Each and every one of us has had the experience of being frustrated, fed up, or simply exhausted with our work. This is only natural, particularly during times of intense labor and stress. Whether you’re a college student preparing for an exam or a physician putting in long hours at the hospital, moments of frustration are inevitable in any line of work. But the key is to let them be only that— moments and not the overarching trend, exceptions and not the norm. So how do we achieve that? One key is maintaining perspective. Keeping in perspective what is great about our path, and why we chose that path in the first place, is an effective way to maintain the right mindset and avoid a trend of negative thinking.

I’d like to illustrate this point first with an anecdote. This is a true story which was I was told by one of the supervising physicians with whom I worked. It is about a memorable experience he once had with one of his residents. For anonymity’s sake (and honestly their names have long escaped me anyways), let’s call the supervising physician Dr. S and the resident physician Dr. R.

________________

__Problems to solve__
(1) Reproduce the essay on maintaining perspective from the words "I’d like to" through "physician Dr. R.", swapping "anecdote" for "account".
(2) In the essay on maintaining perspective, what names are given to the supervising physician and the resident physician?
(3) Write what comes next in the essay on maintaining perspective, starting after its final sentence.
These rows bear no relation to the essay on maintaining perspective.

__Dataset entries__
________________

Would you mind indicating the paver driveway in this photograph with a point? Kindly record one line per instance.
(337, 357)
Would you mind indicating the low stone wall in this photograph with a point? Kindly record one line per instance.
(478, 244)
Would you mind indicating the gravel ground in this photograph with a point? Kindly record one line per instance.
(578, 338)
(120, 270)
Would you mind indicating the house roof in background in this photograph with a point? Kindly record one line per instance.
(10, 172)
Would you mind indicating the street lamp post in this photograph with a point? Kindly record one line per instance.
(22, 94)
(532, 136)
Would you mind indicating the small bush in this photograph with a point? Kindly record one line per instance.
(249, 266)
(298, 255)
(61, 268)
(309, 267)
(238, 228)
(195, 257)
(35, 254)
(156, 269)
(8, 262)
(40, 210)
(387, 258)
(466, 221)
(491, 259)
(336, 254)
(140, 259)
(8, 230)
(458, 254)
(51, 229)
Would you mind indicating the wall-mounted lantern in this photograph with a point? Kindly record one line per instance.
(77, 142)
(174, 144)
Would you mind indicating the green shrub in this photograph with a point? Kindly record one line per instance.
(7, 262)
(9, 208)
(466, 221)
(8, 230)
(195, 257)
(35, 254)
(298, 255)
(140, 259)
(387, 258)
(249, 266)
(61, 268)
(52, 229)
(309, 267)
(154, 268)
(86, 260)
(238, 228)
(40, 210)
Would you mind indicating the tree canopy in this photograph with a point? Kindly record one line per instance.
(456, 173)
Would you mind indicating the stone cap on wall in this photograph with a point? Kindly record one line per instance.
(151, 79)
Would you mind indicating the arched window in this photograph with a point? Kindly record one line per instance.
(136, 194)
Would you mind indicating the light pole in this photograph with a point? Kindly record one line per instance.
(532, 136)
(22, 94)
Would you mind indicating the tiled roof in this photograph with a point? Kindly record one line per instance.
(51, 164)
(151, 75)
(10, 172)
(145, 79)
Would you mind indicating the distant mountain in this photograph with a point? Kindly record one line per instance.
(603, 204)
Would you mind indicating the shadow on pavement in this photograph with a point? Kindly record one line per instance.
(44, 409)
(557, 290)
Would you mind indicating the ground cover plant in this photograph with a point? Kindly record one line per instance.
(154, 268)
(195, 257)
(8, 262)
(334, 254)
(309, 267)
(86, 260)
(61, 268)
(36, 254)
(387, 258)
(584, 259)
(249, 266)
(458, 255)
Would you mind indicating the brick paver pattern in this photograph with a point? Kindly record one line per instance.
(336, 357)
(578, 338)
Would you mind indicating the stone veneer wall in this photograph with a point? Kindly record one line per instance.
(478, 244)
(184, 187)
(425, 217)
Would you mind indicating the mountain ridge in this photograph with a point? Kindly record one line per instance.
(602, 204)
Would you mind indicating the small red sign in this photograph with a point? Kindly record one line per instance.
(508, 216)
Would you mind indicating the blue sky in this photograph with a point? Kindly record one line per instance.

________________

__Outputs by task__
(1)
I’d like to illustrate this point first with an account. This is a true story which was I was told by one of the supervising physicians with whom I worked. It is about a memorable experience he once had with one of his residents. For anonymity’s sake (and honestly their names have long escaped me anyways), let’s call the supervising physician Dr. S and the resident physician Dr. R.

(2) Dr. S and Dr. R.

(3)
Dr. R was a very accomplished first-year resident. He had come from a top medical school and achieved highly at each step of his career. He showed lots of promise as a budding young physician. But over the course of that first year of residency, his supervisor Dr. S noticed repeatedly that Dr. R had a negative and frustrated attitude. Dr. R would complain about how many patients he had to see, lament how many hours he spent at work, and protest whenever he needed to see an extra patient. The negative energy was clearly evident; Dr. S could not help but notice it. Eventually Dr. S could not remain silent any longer. He decided to speak with Dr. R in the hopes that he could provide him some perspective.

“Dr. R, can I ask you a question?” said Dr. S one day in clinic.

“Sure, why not?” Dr. R replied.

“As a child, what did you always want to be when you grew up?” Dr. S asked.

“A doctor, of course,” said Dr. R as if this was an obvious answer to a silly question.

“And did this dream come true?” Dr. S went on.

“Why of course!” Dr. R exclaimed, now becoming perplexed by the obvious line of questioning.

“And how hard did you have to work to get here, Dr. R?”

“I busted my tail throughout undergrad and med school, so I would say quite hard,” the young doctor replied.

“So it seems you now get to do what you always dreamed of, and care for patients every day?” asked Dr. S.

“Yes, that is the case,” said Dr. R quietly, his tone beginning to change.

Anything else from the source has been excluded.